Court orders man with 60 snakes to leave Gelderland rental
The court in Gelderland has evicted a man with 60 snakes from his social housing rental. The man’s neighbors have been having trouble with mice, and conversations with the housing association had little result. The court gave the man four weeks to leave the home, according to the ruling published earlier this month.
Housing association ProWonen received the first complaints about mice in 2024. The housing association visited the man and found that the rental property was littered with all kinds of animal food and old bird cages. During the inspection, the housing association also discovered containers with dozens of pythons in the attic.
In the following months, ProWonen tried to speak with the man, but according to the housing association, “he repeatedly refused to cooperate in finding a solution.” So the housing association took the matter to court.

■ **EXCERPTED RECORDS**
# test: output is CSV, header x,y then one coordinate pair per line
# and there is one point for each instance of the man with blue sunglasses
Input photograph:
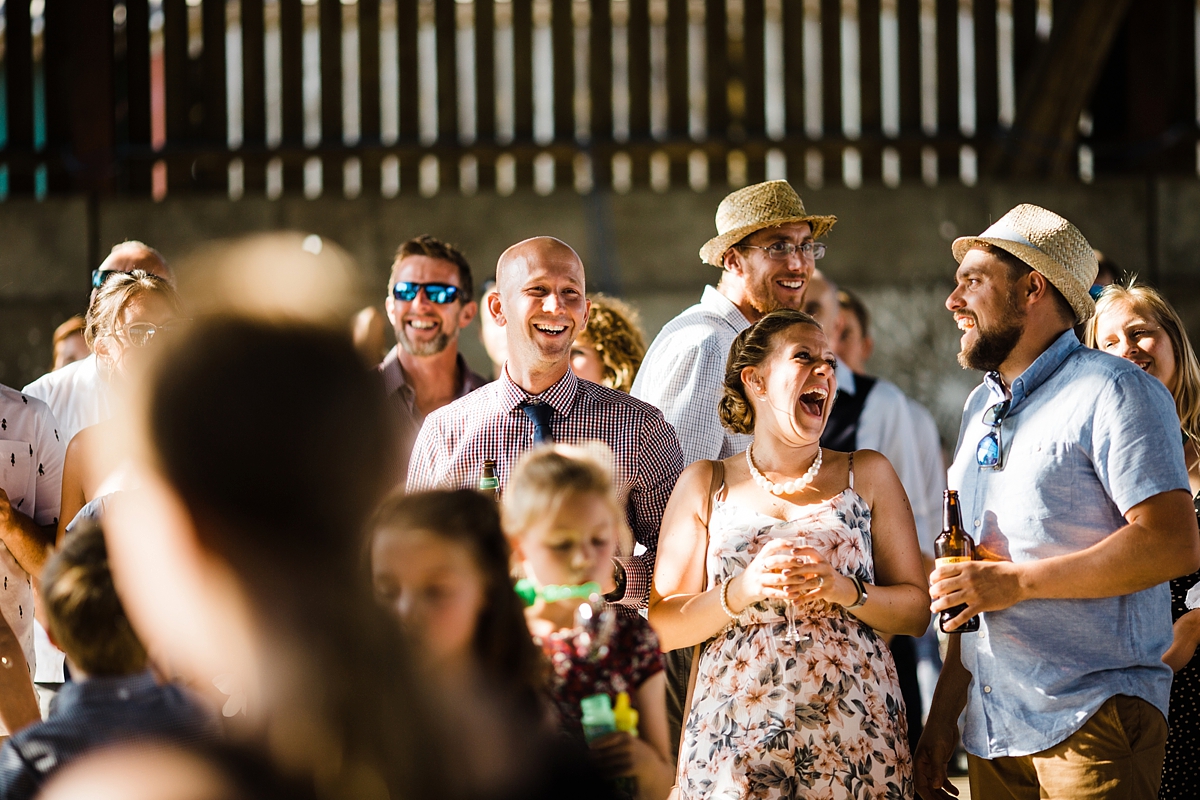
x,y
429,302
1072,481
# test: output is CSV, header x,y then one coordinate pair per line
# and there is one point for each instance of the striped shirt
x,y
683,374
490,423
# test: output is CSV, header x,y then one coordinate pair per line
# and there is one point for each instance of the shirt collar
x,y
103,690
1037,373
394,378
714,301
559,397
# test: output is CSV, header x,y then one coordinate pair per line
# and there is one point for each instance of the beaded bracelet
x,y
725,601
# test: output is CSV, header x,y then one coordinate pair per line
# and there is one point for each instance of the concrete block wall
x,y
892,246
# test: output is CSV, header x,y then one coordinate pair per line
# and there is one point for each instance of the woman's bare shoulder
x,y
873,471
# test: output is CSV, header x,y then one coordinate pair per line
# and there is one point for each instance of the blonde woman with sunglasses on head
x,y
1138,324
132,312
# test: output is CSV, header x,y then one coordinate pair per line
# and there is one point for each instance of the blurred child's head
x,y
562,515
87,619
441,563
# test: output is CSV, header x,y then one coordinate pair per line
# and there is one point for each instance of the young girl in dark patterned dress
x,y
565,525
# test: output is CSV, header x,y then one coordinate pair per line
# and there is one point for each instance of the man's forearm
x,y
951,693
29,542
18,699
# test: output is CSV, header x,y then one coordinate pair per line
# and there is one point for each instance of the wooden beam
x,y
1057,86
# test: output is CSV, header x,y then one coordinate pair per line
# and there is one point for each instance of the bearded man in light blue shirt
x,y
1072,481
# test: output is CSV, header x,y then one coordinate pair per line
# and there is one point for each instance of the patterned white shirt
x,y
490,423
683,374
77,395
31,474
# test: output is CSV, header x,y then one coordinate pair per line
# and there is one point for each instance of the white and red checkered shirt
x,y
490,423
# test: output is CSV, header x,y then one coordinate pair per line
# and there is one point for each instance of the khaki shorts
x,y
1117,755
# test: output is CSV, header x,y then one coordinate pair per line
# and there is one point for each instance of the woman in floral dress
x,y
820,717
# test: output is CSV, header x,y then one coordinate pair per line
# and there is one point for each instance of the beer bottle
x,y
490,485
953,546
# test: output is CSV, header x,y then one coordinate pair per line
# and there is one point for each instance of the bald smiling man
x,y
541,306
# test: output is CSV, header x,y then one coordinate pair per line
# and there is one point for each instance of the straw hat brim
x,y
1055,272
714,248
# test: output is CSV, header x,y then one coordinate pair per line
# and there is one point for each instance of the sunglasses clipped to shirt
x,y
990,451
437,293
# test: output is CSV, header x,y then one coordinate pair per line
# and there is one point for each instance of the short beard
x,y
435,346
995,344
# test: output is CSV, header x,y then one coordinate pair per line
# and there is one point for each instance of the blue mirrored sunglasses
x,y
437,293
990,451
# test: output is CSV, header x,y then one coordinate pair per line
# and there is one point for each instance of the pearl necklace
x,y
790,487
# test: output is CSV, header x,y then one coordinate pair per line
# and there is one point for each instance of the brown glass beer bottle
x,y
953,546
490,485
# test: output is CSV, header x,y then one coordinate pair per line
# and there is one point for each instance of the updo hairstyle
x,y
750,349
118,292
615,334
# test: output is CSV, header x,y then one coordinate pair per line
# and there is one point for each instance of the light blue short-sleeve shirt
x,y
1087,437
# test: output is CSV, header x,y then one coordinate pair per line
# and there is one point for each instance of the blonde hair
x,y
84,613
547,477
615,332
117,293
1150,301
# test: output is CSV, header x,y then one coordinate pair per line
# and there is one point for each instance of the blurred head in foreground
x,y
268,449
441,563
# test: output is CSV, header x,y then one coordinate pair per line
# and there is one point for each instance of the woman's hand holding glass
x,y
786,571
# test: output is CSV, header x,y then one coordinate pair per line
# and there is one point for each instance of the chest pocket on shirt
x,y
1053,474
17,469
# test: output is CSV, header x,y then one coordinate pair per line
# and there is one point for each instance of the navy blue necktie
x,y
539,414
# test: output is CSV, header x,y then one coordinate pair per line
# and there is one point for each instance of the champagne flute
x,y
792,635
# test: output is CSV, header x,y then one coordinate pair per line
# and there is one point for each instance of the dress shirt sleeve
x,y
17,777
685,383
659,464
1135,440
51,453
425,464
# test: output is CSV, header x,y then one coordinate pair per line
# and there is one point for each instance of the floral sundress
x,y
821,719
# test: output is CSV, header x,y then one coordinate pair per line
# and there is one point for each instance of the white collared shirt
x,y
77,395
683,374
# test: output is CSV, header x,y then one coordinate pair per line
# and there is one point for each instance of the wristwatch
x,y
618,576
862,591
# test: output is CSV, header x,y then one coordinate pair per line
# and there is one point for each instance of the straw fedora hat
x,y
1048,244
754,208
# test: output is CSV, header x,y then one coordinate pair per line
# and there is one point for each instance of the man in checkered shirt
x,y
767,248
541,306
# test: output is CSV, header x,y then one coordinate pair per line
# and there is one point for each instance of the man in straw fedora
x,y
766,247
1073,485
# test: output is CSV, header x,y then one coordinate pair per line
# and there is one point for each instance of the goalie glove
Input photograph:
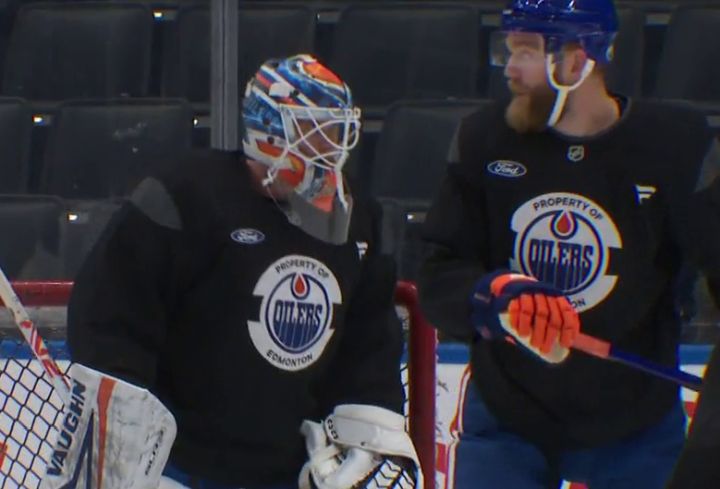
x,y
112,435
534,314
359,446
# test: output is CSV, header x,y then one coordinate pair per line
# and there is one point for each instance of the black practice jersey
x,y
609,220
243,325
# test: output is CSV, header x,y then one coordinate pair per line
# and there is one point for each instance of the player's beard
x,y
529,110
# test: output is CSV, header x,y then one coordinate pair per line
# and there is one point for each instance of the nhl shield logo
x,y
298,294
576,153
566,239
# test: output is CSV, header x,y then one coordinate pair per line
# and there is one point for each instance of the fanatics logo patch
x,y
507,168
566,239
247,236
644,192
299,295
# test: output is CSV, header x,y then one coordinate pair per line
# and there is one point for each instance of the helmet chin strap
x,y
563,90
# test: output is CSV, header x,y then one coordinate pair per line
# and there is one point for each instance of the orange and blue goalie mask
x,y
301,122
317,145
---
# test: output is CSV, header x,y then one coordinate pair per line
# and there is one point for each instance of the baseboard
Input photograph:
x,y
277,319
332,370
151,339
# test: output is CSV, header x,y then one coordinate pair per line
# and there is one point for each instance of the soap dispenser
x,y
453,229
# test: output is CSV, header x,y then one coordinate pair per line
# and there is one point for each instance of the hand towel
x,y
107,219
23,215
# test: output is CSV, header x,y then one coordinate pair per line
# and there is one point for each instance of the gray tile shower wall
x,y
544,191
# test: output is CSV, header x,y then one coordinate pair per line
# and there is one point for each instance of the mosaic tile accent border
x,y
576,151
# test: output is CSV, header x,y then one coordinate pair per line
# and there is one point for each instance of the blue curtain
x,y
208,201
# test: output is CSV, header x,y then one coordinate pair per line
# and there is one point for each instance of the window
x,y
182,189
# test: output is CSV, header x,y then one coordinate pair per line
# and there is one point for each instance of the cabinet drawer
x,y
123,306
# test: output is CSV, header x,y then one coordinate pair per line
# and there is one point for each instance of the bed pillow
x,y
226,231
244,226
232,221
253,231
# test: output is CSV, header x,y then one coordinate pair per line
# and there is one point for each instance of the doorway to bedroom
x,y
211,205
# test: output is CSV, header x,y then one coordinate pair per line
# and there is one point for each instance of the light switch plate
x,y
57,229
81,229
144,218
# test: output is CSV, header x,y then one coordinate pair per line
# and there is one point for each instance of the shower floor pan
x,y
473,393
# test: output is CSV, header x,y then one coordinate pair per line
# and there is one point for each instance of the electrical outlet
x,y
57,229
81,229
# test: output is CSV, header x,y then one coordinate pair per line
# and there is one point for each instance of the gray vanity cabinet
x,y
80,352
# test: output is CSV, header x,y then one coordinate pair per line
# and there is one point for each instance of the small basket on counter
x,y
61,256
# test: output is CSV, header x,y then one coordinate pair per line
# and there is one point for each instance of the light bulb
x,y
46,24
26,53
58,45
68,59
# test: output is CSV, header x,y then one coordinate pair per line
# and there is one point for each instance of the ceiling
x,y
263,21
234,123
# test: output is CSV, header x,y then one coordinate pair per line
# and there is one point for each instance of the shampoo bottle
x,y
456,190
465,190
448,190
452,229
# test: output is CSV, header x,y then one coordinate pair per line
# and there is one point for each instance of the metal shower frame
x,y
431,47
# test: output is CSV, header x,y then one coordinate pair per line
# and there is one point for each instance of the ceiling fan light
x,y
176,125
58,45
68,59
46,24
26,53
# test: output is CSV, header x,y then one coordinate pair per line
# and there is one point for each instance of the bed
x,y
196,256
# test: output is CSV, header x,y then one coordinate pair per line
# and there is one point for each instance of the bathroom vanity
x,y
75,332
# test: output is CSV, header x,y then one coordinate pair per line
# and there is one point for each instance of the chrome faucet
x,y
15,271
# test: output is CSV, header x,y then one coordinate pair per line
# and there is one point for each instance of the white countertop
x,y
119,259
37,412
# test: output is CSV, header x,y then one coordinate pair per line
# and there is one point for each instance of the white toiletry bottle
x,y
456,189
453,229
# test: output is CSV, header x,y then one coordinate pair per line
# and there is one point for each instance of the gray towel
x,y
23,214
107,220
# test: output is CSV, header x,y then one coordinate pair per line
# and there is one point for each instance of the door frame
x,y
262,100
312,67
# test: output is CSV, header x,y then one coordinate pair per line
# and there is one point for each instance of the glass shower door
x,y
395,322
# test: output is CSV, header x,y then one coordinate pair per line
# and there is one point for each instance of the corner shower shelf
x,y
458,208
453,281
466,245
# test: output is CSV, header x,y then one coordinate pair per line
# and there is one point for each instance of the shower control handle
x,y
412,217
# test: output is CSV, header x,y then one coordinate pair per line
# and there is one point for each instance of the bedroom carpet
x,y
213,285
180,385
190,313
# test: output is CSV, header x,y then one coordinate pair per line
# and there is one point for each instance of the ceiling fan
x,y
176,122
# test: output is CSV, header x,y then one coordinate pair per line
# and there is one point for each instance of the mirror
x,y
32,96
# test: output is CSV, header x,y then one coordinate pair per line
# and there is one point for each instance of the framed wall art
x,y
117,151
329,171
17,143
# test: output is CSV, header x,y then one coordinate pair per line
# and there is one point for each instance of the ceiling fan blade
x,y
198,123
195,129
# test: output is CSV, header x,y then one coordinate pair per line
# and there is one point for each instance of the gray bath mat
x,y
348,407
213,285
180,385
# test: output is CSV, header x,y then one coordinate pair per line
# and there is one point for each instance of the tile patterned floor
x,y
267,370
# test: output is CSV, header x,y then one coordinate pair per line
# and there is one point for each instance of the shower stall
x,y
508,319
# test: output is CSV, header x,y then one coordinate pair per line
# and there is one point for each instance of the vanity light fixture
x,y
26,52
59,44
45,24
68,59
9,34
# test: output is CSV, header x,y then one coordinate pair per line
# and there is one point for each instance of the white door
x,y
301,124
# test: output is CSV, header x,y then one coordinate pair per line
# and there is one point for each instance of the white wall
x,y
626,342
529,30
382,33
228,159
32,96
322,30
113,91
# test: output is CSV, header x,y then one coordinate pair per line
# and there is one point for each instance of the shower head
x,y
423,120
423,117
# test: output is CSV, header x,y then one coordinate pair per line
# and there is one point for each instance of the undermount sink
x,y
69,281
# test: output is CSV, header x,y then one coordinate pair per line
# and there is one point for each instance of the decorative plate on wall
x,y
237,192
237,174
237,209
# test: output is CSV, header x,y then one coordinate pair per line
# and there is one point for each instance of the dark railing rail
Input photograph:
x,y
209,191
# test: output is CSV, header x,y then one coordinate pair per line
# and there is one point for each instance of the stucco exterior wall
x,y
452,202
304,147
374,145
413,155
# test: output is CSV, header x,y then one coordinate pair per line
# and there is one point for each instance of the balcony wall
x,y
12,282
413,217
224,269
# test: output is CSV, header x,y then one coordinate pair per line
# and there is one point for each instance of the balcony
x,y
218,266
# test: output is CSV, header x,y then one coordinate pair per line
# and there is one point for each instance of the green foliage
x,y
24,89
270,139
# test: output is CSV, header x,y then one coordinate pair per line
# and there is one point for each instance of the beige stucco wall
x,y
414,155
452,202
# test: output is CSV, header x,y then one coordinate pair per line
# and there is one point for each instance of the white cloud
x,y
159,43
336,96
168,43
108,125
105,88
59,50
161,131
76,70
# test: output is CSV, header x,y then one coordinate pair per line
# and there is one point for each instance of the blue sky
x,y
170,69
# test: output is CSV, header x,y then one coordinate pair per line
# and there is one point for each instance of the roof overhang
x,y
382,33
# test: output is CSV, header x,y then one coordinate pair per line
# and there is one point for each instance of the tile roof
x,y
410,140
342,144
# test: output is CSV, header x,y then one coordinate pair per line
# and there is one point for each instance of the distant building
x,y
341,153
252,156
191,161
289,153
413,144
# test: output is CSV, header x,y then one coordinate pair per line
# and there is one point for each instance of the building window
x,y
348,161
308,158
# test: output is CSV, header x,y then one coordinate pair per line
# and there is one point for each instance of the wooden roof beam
---
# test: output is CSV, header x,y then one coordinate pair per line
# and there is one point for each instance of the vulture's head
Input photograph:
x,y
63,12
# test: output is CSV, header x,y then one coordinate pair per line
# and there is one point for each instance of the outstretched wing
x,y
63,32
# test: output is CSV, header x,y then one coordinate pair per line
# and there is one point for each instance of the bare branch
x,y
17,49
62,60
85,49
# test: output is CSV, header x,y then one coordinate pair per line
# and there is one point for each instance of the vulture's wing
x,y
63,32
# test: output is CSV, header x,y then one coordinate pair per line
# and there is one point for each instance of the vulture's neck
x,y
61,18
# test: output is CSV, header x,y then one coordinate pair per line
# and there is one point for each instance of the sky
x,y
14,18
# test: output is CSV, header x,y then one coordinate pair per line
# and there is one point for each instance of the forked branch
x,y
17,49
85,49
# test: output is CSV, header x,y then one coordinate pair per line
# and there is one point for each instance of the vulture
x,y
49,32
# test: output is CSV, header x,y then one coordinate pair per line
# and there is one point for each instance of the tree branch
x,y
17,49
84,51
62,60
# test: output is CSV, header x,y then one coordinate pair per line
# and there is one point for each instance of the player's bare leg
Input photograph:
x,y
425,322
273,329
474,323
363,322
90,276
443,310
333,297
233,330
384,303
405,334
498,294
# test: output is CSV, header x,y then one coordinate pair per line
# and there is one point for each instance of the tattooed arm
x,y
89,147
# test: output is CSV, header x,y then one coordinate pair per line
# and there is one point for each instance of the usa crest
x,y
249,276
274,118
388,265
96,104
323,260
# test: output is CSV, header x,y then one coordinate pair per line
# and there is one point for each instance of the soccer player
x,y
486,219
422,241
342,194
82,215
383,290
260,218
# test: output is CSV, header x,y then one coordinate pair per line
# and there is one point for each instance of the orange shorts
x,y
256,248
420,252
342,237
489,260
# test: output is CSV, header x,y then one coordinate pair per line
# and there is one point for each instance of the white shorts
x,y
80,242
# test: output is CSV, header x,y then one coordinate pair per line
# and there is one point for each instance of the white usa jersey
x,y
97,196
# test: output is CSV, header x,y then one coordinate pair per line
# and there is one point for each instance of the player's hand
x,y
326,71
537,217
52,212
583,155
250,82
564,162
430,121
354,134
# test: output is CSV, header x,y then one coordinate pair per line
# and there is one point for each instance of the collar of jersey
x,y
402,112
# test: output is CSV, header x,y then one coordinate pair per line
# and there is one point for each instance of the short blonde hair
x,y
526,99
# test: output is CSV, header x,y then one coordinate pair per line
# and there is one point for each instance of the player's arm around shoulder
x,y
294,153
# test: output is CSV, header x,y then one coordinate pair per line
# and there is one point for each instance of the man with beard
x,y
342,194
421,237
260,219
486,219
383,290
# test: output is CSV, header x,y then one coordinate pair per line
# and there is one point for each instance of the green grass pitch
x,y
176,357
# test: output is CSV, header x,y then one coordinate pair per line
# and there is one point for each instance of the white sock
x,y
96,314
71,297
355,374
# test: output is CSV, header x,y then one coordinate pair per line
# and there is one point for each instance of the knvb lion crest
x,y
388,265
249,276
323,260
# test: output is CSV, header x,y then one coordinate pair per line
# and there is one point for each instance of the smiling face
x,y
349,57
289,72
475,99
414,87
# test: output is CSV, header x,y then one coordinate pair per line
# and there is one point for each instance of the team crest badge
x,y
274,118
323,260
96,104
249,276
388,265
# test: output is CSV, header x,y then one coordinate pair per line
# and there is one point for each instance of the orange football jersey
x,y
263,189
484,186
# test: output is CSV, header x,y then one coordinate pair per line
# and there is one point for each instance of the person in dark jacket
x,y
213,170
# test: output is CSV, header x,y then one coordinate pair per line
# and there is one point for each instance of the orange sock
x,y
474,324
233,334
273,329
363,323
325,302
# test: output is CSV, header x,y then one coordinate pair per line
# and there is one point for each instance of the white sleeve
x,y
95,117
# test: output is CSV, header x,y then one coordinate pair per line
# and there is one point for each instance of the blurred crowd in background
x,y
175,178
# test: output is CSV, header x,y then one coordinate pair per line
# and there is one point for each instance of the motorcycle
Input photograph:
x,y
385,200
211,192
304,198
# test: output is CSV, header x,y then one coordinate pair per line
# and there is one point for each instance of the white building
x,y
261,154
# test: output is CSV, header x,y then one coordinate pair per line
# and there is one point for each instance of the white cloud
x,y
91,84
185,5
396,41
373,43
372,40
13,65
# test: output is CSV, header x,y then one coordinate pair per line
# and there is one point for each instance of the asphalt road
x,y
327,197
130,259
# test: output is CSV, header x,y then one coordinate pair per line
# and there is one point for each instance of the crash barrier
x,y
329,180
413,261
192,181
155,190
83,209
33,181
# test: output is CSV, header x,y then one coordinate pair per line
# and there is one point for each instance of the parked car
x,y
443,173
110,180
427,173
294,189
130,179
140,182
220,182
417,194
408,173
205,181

■ **ACTIVITY LIST**
a) Starting at "Court orders man" and ending at "in the attic.", write out that part of the snake eviction article again, with "mice" swapped for "rats".
b) Add the next part of the article about the man evicted with his 60 snakes, picking up where it stops.

■ **RESPONSE LIST**
a)
Court orders man with 60 snakes to leave Gelderland rental
The court in Gelderland has evicted a man with 60 snakes from his social housing rental. The man’s neighbors have been having trouble with rats, and conversations with the housing association had little result. The court gave the man four weeks to leave the home, according to the ruling published earlier this month.
Housing association ProWonen received the first complaints about rats in 2024. The housing association visited the man and found that the rental property was littered with all kinds of animal food and old bird cages. During the inspection, the housing association also discovered containers with dozens of pythons in the attic.

b)
The man argued that he was breeding the snakes as a hobby and planned to continue doing so for another five years. He was trying to “bring together certain genes,” he said. He argued that he was allowed to keep pets in the home as long as they didn’t cause a nuisance and that there was no proof that his neighbor’s mice problem came from him. His snakes’ food is kept in drums, he said. He added that the snakes involved were ball pythons, which are not dangerous.
The court ruled in the housing association’s favor. The court couldn’t assess whether or not the snakes were dangerous. But dangerous or not, “if residents knew that there were 60 pythons in the house, it would cause unrest.”
“The fact that the defendant is allowed to keep animals in the rental property is not the issue in this case. While that is indeed permitted, it must be done within certain limits and in accordance with the rules that apply between the defendant and ProWonen,” the court said. “The way the defendant currently keeps snakes falls outside those limits and rules because it is in a commercial manner.”
The man had also had previous warnings, the court said, referring to a previous attempt by ProWonen to get the man evicted through the court after complaints about his birds in 2013 and 2016.
The court ruled that the man must vacate the home with his animals within four weeks.